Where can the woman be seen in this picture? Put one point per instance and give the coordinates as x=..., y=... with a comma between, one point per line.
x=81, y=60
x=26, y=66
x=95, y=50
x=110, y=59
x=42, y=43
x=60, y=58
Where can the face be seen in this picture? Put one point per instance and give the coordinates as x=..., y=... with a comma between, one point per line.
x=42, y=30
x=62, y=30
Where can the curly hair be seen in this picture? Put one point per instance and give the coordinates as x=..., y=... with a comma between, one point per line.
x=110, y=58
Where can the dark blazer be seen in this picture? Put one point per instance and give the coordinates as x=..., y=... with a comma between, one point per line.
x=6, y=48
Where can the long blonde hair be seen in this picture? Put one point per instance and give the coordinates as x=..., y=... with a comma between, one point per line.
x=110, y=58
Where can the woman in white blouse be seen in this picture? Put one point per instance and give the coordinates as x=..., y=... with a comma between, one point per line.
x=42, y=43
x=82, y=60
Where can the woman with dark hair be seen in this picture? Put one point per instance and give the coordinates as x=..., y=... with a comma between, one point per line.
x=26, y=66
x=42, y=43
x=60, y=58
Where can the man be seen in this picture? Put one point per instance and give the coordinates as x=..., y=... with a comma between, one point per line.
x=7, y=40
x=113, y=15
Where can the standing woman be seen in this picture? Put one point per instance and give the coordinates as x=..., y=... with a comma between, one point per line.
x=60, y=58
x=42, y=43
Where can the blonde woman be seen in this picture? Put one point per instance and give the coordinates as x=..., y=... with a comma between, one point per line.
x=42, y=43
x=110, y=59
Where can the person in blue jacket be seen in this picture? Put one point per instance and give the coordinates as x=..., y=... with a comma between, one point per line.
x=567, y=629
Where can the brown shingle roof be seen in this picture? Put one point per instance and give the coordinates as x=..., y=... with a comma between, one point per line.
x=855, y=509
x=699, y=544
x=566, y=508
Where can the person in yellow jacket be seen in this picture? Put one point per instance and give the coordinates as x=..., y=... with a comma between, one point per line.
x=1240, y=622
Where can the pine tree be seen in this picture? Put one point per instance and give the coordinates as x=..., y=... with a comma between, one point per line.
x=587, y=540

━━━━━━━━━━━━━━━━━━━━

=== Requirements ===
Copy every one of the records above word for word, with no changes.

=== Exercise result ===
Where can the woman be seen in this picture? Put one point per instance and give the coordinates as x=..., y=... with a comma between, one point per line.
x=81, y=60
x=26, y=66
x=95, y=50
x=110, y=59
x=42, y=43
x=60, y=58
Where can the face be seen in this picture? Put one point per instance and give the coordinates as x=..., y=... with a comma between, one point per line.
x=42, y=30
x=62, y=30
Where can the curly hair be seen in this picture? Put one point per instance and give the coordinates as x=..., y=... with a comma between, one point per line.
x=110, y=58
Where can the dark blazer be seen in this picture? Put one point per instance and give the coordinates as x=..., y=... with a comma between, one point per line.
x=6, y=48
Where can the long blonde hair be seen in this picture? Put one point per instance and give the coordinates as x=..., y=... with a comma between, one point per line.
x=110, y=58
Where can the woman in white blouse be seen in this picture? Put one point per instance and give the coordinates as x=..., y=... with a comma between, one point per line.
x=42, y=43
x=82, y=60
Where can the woman with dark hair be seen in this picture? Put one point per instance and give the coordinates as x=..., y=... with a comma between, one point per line.
x=26, y=66
x=42, y=43
x=60, y=58
Where can the man be seen in this picture? Put one point per instance and give the coordinates as x=..., y=... with a comma between, one point per line.
x=7, y=40
x=113, y=15
Where can the standing woman be seen in this picture? Put one point per instance and give the coordinates as x=..., y=... with a comma between, one point per line.
x=60, y=58
x=42, y=43
Where can the blonde woman be seen in this picture? Put one point per instance and give the coordinates as x=..., y=... with a comma between, one point per line.
x=42, y=43
x=110, y=59
Where can the person in blue jacket be seen in this picture? Put one point per instance and give the coordinates as x=..., y=... with a comma between, one point per line.
x=567, y=629
Where can the brown shingle roof be seen in this picture? Put one point per instance and give the coordinates as x=..., y=... with a comma between, one point per line.
x=855, y=509
x=699, y=544
x=566, y=508
Where can the person in yellow jacket be seen in this picture? Put one point per instance and give the coordinates as x=..., y=... with a comma between, one point per line.
x=1240, y=622
Where can the pine tree be seen in this picture? Put one point per instance and give the coordinates as x=..., y=... with a comma between, one point per line.
x=587, y=540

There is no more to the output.